◆ CHALLENGE
Express the listing below as a two-column CSV with the header row request,answer, giving one row per request. Put its text and its answer each in a single quoted field, with line breaks replaced by spaces.

[Named-object pointing listing]
# # # # #
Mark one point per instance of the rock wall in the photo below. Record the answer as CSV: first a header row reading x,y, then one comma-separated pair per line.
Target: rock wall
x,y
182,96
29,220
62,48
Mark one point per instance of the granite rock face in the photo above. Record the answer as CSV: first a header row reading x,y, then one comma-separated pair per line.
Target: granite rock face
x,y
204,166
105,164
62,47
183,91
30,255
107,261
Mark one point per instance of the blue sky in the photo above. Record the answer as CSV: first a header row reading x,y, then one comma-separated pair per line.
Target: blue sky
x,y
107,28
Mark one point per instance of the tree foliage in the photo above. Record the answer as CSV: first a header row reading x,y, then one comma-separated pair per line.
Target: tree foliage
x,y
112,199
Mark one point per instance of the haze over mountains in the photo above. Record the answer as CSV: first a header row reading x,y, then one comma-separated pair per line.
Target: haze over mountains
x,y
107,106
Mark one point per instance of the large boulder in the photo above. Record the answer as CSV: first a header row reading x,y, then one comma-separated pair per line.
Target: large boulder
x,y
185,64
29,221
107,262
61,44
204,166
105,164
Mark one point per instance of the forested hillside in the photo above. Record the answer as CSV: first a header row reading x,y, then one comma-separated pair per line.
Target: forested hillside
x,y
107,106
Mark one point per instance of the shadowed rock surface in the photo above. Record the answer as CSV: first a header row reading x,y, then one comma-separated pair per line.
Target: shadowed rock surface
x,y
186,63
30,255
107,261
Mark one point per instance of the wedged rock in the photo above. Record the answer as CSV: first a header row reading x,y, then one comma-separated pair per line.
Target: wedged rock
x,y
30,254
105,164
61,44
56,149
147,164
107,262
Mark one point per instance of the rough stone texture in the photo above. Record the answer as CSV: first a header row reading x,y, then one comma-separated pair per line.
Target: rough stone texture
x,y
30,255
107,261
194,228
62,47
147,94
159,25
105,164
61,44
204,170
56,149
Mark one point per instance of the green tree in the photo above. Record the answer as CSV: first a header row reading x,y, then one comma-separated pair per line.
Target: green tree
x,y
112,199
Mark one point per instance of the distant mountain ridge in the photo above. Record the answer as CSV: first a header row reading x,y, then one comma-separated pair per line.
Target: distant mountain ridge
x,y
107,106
# # # # #
◆ CORRECT ANSWER
request,answer
"Mark one point per instance of the rock wall in the photo below. Record the answer as CSV: first a header row reading x,y, then one comma-separated pair per line. Target: rock wall","x,y 182,96 29,220 62,48"
"Mark one point per instance of the granite rock face in the photo above. Record the answer as CSV: first a header row reading x,y, then one comma-separated pair per line. Target: granite rock face","x,y 204,166 105,164 62,47 183,91 30,255 107,261"
"Mark one point per instance of the blue sky in the photo above. Record the answer as CSV: first a header row reading x,y, then one comma-separated pair per line. Target: blue sky","x,y 107,28"
"Mark one point per instance of the tree foliage in the photo above. Record the answer as CSV: first a header row reading x,y, then one comma-separated pair per line. Target: tree foliage","x,y 112,199"
"Mark one point per instance of the haze over mountains in the photo above. Record the answer as CSV: first a header row reading x,y, then one comma-separated pair per line. Target: haze over mountains","x,y 107,106"
"Mark one point per instance of the large boulder in the photo above. Record the answer as CSV: first a header row reading x,y, then one comma-separated pair per line. Target: large boulder","x,y 185,64 29,221 107,262 61,44 204,166 105,164"
"Mark one point per instance of the forested hillside in the photo above. Record the answer as CSV: first a header row reading x,y, then one comma-separated pair per line. Target: forested hillside","x,y 107,106"
"Mark one point per instance of the shadowed rock surface in the photo above. Record the answer as CSV: first a header row reading x,y, then one comma-separated pair per line. Target: shadowed rock surface","x,y 186,63 30,255 107,261"
"Mark one point per instance of the wedged rock in the photo above. Record the answer as CSV: first a header row reading x,y, then one comma-separated pair per line. Target: wedged rock","x,y 30,254 105,164 61,44 56,149 147,164 107,262"
"Mark one point per instance of the rough stone texture in the photo above. Record the answer as CSV: first a header row reading x,y, then one comma-separated pair per line. Target: rough stone texture","x,y 30,255 107,261 194,228 62,47 147,94 159,25 105,164 61,44 204,170 56,149"
"Mark one point per instance of the green tree in the photo above. Record the answer as CSV: first a header row reading x,y, then one comma-separated pair per line. Target: green tree","x,y 112,199"
"Mark one point per instance of the distant mountain ridge in the photo above. Record the answer as CSV: first a header row reading x,y, then one comma-separated pair per line. Target: distant mountain ridge","x,y 107,106"